▸ O QUE SE PEDE
Retome o texto sobre o livro de relatos da geração que fundou a CUT, dando sequência a partir da última frase apresentada.

▸ TRECHO FORNECIDO
########################################

Segundo o professor Iram, que há mais de 30 anos pesquisa o mundo do trabalho e, principalmente os agentes que organizam esse mundo, a ideia surgiu a partir de vários encontros virtuais, ainda na época da pandemia de Covid-19, em que discutiam questões envolvendo o mundo sindical.
“A ideia era falar de fatos históricos a partir de seus agentes mais importantes. Essa geração era composta por pessoas muito jovens e com um sentimento de solidariedade muito forte. Os relatos falam muito da origem dessas pessoas, de como os trabalhadores eram pobres. E fica muito claro como os movimentos de base ligados à Igreja Católica e aos sindicatos rurais tiveram enorme importância nesse período político do país”, afirma Iram.
A partir dos relatos é possível observar que a geração que criou a CUT se conectou com o seu tempo histórico com os olhos fixados em um mundo que ainda não chegou. Segundo trecho da introdução, “o futuro que essa geração desenhou é permanentemente confiscado pelas classes dominantes, por isso continuam a nos inquietar.”
O livro explica que na segunda metade dos anos 1970 a indústria manufatureira brasileira e setores de serviços modernos (telecomunicações) tiveram um crescimento muito grande, trazendo novas questões para a enorme massa de trabalhadores que havia sofrido com o arrocho salarial e que passa a demandar sua parte no bolo e na política. Em 1978 ocorrem as greves no Brasil começando pela indústria metalúrgica e estas se estendem por um longo período e marcam o ocaso da ditadura militar. A lembrança de um entrevistado é muito viva daquele momento:
“A partir de 12 de maio de 78 eclode um tsunami de mobilizações, sobretudo operárias, industriais, basicamente. Começa com uma greve na Scania, em São Bernardo[...]. Mas o fato é que quando a gente viu aquela coisa extraordinária a partir do dia 12 de maio... Foi um negócio fabuloso! Que eu acho que todos que vão falar sobre esse período vão mostrar que aquilo teve um impacto enorme, imenso, que era chamado “os dias que valem por anos”. A partir do 12 de maio de 1978 [...], não parou mais, e não precisava [...]. É claro que o fato de os peões da Scania encontrar uma diretoria receptiva, aos seus anseios, às suas reinvindicações, isso ajudava [a] que o movimento não fosse interrompido, mas a eclosão do movimento não foi provocada pelos sindicatos... Havia um roteiro geográfico – a partir de São Bernardo ela começou a se espraiar... Tinha uma lógica territorial. Começou a vir ao encontro do parque industrial de São Paulo: zona sul, zona leste e foi se espraiando, vindo pelos roteiros industrializados. Foi um negócio fabuloso! O nosso mimeógrafo a tinta trabalhou celeremente. E bastava um “mosquito”, uma coisinha de nada você dizendo: “É amanhã!” A gente decidia. Mas a gente sabia que estavam esperando por aquilo. [...] Foi assim uma onda [por] meses. E não ficou só nas fábricas. Começou [a] parar tudo. Eu me lembro que passou ali pela região do zoológico, lá uma região próxima também ao ABC, pararam também os funcionários do zoológico, passou por um cemitério, pararam os coveiros. Era assim. Não era só fabril A comunicação, o zumzumzum, a rádio-peão, se fazia por vias diversas, mas chegava a todo mundo. Todo mundo tomava os mesmos ônibus, parava nos mesmos pontos, não é? E era isso...Até 1988 não se pode dizer que [havia] arrefecido. Claro que havia altos e baixos, mas dentro de uma ofensiva... dentro de uma disposição grande de mobilização”.

########################################

Entradas do conjunto de dados
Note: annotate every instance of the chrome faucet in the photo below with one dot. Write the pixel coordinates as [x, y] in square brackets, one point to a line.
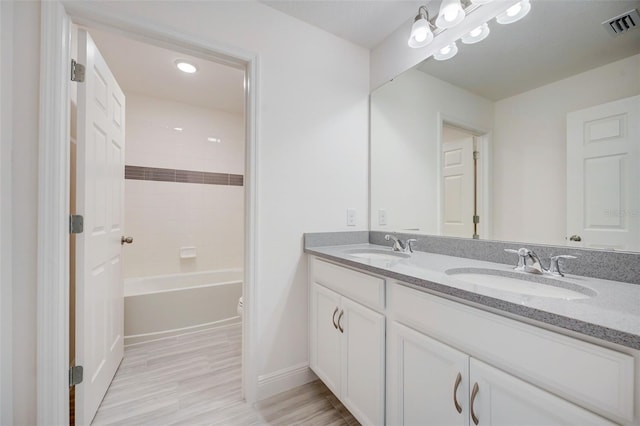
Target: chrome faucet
[528, 261]
[399, 245]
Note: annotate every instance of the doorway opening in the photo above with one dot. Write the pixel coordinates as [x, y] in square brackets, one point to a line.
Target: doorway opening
[181, 202]
[464, 176]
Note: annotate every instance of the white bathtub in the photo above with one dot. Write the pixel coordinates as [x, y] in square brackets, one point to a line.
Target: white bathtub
[168, 305]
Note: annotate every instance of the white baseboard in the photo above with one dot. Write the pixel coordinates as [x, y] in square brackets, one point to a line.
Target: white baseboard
[283, 380]
[136, 339]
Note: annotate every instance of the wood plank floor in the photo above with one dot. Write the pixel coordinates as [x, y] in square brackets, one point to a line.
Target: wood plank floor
[195, 380]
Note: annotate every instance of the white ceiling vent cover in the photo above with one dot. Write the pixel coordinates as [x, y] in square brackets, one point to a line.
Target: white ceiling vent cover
[623, 23]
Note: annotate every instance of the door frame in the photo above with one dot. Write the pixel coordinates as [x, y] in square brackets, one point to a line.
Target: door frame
[483, 137]
[6, 313]
[53, 189]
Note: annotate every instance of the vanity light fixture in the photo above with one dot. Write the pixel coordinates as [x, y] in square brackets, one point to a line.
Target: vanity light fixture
[185, 66]
[514, 13]
[447, 52]
[421, 33]
[451, 14]
[477, 34]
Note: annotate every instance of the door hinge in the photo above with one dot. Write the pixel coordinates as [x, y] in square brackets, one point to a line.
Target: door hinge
[76, 224]
[75, 375]
[77, 71]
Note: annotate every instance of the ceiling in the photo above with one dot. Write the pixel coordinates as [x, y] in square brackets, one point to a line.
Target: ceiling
[557, 39]
[363, 22]
[150, 70]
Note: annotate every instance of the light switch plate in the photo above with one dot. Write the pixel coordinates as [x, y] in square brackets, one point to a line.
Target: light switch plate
[382, 217]
[351, 217]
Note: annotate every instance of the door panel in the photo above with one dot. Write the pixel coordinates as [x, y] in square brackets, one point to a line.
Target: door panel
[503, 400]
[603, 162]
[426, 372]
[100, 183]
[325, 344]
[458, 188]
[363, 355]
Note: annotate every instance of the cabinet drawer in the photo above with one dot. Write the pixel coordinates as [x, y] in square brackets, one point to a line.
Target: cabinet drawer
[597, 378]
[360, 287]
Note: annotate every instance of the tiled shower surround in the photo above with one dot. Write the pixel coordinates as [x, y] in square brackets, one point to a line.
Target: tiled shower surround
[183, 176]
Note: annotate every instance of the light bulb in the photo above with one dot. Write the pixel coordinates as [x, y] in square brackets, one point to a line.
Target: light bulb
[477, 34]
[446, 52]
[451, 14]
[185, 66]
[514, 10]
[514, 13]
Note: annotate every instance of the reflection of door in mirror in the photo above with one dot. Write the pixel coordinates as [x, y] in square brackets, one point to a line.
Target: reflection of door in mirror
[603, 163]
[459, 183]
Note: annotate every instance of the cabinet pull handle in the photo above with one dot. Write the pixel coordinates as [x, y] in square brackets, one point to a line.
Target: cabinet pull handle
[474, 393]
[455, 392]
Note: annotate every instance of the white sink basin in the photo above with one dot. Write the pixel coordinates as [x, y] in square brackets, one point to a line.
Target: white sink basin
[520, 283]
[377, 254]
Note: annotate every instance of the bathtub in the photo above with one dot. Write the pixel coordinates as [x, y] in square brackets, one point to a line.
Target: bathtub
[169, 305]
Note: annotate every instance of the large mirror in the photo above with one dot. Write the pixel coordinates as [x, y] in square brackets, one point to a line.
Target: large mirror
[550, 105]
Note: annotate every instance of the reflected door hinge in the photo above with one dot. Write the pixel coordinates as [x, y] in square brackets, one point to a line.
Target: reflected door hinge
[76, 224]
[77, 71]
[75, 375]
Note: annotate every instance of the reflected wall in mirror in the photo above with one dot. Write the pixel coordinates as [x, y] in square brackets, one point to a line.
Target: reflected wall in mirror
[552, 107]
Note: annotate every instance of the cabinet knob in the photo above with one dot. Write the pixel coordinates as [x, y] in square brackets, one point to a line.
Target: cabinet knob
[455, 393]
[474, 393]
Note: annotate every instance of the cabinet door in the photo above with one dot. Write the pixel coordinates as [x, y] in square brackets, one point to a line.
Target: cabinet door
[501, 399]
[325, 336]
[428, 381]
[363, 358]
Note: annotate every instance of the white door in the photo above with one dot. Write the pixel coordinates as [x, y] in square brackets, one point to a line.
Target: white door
[431, 380]
[100, 191]
[500, 399]
[458, 184]
[362, 387]
[325, 336]
[603, 171]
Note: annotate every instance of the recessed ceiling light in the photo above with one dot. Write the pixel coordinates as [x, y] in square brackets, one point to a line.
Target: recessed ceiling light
[185, 66]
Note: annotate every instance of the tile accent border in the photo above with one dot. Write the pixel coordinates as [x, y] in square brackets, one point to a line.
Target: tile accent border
[181, 176]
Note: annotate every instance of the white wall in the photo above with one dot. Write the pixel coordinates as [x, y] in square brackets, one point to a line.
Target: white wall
[6, 335]
[404, 151]
[529, 160]
[24, 60]
[164, 216]
[312, 154]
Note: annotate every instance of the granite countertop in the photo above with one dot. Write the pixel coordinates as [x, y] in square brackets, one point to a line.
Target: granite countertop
[612, 314]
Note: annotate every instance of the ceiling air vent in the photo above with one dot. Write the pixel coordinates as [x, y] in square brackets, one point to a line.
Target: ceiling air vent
[623, 23]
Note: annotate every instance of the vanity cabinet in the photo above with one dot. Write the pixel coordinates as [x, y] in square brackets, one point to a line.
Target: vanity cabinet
[431, 383]
[347, 339]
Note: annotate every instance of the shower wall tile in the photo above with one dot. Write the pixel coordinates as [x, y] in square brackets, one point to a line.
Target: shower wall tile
[181, 176]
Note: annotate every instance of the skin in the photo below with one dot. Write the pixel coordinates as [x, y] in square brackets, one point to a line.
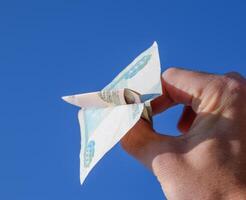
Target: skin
[208, 160]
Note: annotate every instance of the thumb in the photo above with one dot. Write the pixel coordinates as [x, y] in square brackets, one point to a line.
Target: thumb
[144, 144]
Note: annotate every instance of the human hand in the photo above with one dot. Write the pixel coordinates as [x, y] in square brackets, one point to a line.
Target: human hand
[208, 160]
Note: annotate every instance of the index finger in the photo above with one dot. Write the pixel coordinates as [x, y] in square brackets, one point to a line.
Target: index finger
[181, 86]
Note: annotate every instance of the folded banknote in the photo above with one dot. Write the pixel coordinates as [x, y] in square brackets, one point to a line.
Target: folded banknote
[107, 115]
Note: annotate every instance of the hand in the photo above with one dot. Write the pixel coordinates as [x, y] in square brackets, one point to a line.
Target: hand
[208, 160]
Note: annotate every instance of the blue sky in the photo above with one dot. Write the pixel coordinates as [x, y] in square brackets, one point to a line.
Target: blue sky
[52, 48]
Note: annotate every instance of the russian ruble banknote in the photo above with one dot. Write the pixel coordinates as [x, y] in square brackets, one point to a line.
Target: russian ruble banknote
[107, 115]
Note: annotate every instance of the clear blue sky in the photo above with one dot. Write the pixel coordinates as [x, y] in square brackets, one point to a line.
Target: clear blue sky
[51, 48]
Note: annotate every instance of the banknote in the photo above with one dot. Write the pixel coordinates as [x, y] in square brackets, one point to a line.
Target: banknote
[107, 115]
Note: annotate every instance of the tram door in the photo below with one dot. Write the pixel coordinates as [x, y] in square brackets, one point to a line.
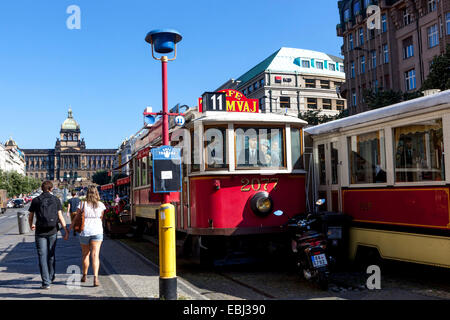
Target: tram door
[328, 170]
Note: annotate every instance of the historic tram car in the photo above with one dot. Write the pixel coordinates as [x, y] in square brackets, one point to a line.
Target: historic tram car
[386, 168]
[242, 176]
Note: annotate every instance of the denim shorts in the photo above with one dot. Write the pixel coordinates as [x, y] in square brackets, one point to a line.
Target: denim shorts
[88, 239]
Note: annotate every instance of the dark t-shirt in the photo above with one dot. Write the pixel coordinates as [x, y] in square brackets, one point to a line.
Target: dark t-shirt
[74, 203]
[35, 207]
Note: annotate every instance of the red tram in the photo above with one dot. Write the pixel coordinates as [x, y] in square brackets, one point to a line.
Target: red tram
[242, 174]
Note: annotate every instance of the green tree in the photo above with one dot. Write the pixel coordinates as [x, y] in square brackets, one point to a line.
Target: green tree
[439, 76]
[101, 177]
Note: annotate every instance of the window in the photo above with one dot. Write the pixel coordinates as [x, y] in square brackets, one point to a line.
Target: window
[310, 83]
[367, 158]
[385, 53]
[431, 5]
[410, 79]
[285, 102]
[346, 15]
[259, 148]
[312, 103]
[215, 148]
[325, 84]
[419, 154]
[334, 163]
[447, 15]
[350, 41]
[406, 17]
[363, 64]
[354, 101]
[296, 148]
[326, 104]
[356, 7]
[374, 59]
[322, 167]
[408, 48]
[433, 39]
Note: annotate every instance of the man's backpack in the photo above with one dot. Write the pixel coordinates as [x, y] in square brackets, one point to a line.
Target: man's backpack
[48, 212]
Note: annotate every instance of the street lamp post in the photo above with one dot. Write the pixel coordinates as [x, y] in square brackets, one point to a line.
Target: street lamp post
[164, 41]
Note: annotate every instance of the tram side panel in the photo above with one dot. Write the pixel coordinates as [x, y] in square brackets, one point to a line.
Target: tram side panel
[409, 224]
[222, 205]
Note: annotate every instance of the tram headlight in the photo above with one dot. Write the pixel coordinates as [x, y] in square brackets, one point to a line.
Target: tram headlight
[261, 204]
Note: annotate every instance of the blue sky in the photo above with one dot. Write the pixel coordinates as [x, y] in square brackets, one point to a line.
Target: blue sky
[105, 70]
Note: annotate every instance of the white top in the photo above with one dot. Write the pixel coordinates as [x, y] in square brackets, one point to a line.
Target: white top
[92, 219]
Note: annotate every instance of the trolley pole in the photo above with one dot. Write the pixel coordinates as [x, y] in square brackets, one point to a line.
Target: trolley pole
[164, 41]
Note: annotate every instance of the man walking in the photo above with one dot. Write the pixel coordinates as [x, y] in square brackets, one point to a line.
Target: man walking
[48, 212]
[74, 203]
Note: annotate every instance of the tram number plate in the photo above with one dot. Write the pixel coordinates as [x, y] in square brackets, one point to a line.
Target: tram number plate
[319, 260]
[257, 184]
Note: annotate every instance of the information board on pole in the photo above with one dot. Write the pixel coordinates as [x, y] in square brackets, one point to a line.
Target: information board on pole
[166, 169]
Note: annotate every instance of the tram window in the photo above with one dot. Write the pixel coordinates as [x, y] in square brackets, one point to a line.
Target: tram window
[419, 152]
[334, 163]
[296, 148]
[144, 173]
[259, 148]
[322, 170]
[367, 158]
[215, 148]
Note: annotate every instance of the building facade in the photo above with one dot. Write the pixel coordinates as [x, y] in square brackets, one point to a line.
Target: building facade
[69, 162]
[294, 81]
[11, 158]
[394, 54]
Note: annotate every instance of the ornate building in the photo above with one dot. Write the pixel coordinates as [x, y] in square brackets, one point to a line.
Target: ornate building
[69, 162]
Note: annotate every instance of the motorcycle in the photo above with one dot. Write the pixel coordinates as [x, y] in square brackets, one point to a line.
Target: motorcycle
[309, 246]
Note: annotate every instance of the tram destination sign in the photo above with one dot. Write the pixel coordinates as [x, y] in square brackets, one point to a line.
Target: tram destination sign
[166, 169]
[227, 101]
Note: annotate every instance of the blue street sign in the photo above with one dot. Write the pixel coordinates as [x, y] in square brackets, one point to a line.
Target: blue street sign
[180, 121]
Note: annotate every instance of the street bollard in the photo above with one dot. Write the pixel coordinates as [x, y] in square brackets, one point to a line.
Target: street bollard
[22, 220]
[167, 253]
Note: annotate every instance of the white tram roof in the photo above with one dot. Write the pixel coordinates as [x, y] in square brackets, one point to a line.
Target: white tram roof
[399, 109]
[246, 117]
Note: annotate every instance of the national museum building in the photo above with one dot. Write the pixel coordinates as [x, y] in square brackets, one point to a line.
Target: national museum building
[70, 161]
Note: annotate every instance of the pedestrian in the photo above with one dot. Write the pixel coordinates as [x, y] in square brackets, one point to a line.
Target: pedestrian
[48, 211]
[91, 236]
[72, 208]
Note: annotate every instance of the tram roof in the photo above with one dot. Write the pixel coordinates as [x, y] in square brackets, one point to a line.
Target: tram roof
[244, 117]
[402, 108]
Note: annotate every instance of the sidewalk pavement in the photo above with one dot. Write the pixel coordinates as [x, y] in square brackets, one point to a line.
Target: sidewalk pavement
[124, 273]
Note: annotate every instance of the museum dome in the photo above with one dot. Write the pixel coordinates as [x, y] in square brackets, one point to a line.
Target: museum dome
[70, 123]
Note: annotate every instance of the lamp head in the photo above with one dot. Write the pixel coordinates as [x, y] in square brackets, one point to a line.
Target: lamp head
[163, 40]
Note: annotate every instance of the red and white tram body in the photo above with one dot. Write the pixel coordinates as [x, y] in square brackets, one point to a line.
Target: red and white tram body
[224, 192]
[388, 170]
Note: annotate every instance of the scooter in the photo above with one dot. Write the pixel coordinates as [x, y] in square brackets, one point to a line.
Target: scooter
[310, 248]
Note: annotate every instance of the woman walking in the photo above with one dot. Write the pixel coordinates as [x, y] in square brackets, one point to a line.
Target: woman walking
[91, 236]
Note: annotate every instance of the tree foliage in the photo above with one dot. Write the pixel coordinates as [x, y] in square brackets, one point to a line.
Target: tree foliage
[16, 184]
[101, 177]
[439, 76]
[382, 98]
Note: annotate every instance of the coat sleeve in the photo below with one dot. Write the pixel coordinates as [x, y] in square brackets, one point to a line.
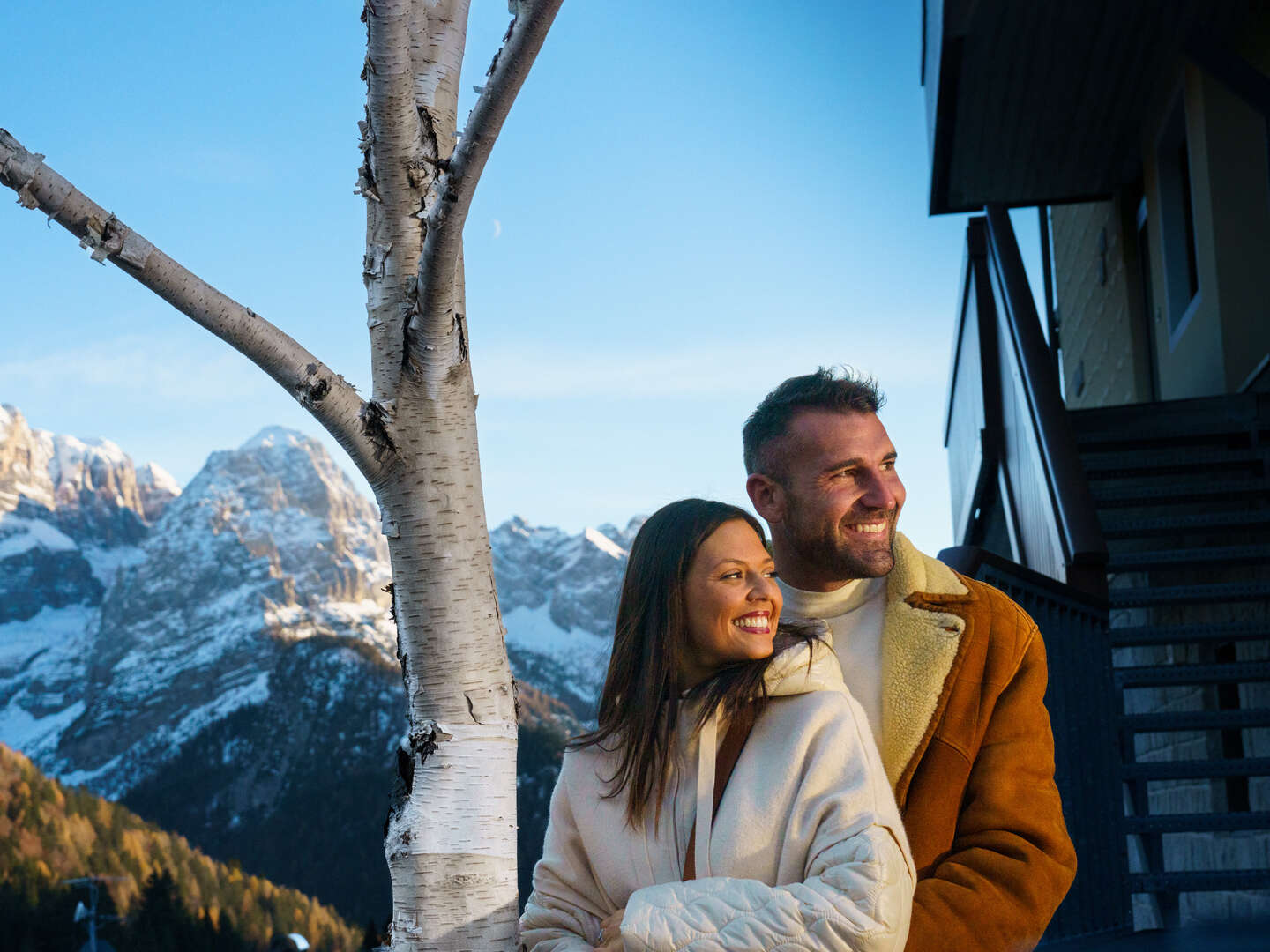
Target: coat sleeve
[1011, 859]
[564, 909]
[856, 896]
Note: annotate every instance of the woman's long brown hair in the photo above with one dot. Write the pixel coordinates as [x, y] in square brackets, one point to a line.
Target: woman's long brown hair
[639, 706]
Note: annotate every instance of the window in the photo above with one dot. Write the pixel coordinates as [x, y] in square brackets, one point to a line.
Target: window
[1177, 219]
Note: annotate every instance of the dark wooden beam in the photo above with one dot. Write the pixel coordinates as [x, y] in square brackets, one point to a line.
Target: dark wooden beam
[1231, 70]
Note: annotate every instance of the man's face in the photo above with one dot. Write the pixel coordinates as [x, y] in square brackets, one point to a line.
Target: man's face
[841, 498]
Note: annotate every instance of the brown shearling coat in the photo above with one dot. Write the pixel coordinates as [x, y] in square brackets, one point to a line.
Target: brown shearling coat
[968, 749]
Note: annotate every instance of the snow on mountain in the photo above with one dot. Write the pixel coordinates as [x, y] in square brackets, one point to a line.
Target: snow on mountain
[121, 648]
[156, 487]
[268, 544]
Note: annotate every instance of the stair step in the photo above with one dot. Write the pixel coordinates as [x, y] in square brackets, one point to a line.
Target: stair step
[1124, 462]
[1195, 770]
[1197, 822]
[1189, 594]
[1206, 881]
[1154, 675]
[1142, 527]
[1177, 492]
[1174, 557]
[1236, 718]
[1215, 632]
[1166, 421]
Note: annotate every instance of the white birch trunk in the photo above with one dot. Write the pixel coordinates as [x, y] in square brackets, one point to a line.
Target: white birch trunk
[451, 833]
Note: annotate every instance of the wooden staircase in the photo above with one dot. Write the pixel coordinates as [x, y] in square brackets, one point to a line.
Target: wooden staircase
[1183, 495]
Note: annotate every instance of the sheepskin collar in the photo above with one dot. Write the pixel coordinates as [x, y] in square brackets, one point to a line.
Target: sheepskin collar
[918, 648]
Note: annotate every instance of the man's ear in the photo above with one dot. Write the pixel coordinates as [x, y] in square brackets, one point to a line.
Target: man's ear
[767, 495]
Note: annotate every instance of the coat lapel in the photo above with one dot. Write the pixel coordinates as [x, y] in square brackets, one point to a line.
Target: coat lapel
[918, 648]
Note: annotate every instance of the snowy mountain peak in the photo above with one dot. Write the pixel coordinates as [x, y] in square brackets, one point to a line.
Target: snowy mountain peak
[153, 476]
[603, 544]
[272, 437]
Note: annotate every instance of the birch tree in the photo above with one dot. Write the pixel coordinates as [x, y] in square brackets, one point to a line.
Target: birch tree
[451, 831]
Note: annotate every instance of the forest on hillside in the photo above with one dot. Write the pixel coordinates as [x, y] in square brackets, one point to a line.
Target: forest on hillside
[169, 895]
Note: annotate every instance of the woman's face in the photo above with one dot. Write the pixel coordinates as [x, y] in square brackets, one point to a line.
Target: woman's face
[732, 600]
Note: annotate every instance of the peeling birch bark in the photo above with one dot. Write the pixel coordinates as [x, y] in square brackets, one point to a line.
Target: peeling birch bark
[450, 838]
[328, 397]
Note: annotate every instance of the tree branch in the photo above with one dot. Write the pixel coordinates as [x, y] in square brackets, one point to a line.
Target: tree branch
[328, 397]
[446, 217]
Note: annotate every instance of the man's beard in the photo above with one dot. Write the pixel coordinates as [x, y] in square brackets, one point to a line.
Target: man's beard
[831, 554]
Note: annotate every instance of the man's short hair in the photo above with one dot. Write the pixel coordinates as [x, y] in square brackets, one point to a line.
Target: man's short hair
[839, 391]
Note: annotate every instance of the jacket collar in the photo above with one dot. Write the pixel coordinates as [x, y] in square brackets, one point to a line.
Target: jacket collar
[918, 649]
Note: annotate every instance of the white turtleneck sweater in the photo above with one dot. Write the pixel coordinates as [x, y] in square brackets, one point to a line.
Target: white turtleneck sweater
[855, 614]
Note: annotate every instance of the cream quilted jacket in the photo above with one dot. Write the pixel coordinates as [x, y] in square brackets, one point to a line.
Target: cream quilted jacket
[807, 850]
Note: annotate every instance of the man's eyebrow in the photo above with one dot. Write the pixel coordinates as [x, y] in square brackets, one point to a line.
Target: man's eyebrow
[859, 461]
[846, 464]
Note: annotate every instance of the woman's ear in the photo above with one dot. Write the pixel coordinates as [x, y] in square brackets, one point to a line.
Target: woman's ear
[767, 496]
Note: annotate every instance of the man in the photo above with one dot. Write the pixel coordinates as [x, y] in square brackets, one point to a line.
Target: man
[950, 672]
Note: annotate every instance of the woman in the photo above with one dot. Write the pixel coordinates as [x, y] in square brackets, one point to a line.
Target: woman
[805, 848]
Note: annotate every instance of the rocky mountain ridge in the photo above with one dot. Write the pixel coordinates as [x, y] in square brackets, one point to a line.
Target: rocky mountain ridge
[224, 655]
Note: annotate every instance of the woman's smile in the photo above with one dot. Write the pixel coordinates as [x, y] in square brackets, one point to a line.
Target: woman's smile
[733, 602]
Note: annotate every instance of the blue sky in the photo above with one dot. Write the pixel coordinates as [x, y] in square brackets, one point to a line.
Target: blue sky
[689, 204]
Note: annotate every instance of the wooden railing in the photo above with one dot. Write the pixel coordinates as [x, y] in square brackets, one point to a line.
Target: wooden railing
[1016, 480]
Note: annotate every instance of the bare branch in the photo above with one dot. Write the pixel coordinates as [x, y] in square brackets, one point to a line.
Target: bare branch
[446, 217]
[328, 397]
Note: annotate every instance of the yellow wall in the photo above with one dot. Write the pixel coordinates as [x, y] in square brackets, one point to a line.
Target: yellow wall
[1096, 323]
[1229, 333]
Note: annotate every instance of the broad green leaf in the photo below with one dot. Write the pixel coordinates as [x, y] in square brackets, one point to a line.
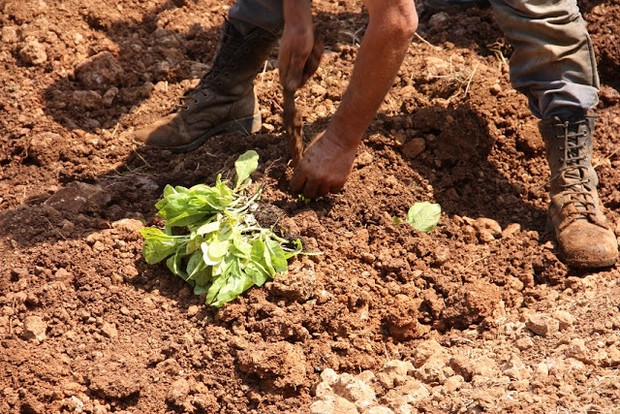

########################################

▸ RESPOSTA DA TAREFA
Filme
Com a profusão de relatos tão importantes para história da democratização do país e da organização política dos trabalhadores, surgiu, após o livro, a ideia de fazer um documentário com todo esse material. Esse trabalho está nas mãos do diretor Celso Gonçalves, que nesta terça-feira irá exibir o trailer do filme.
“Era um volume de histórias muito rico, revelador e inspirador também. Como as conversas foram gravadas na pandemia, todas elas foram feitas pelo zoom e sabíamos que perderíamos em qualidade técnica, mas os testemunhos são muito afetivos, francos, e nisso que o filme se sustenta”, conta o diretor. O filme deve ser lançado ainda neste mês de dezembro.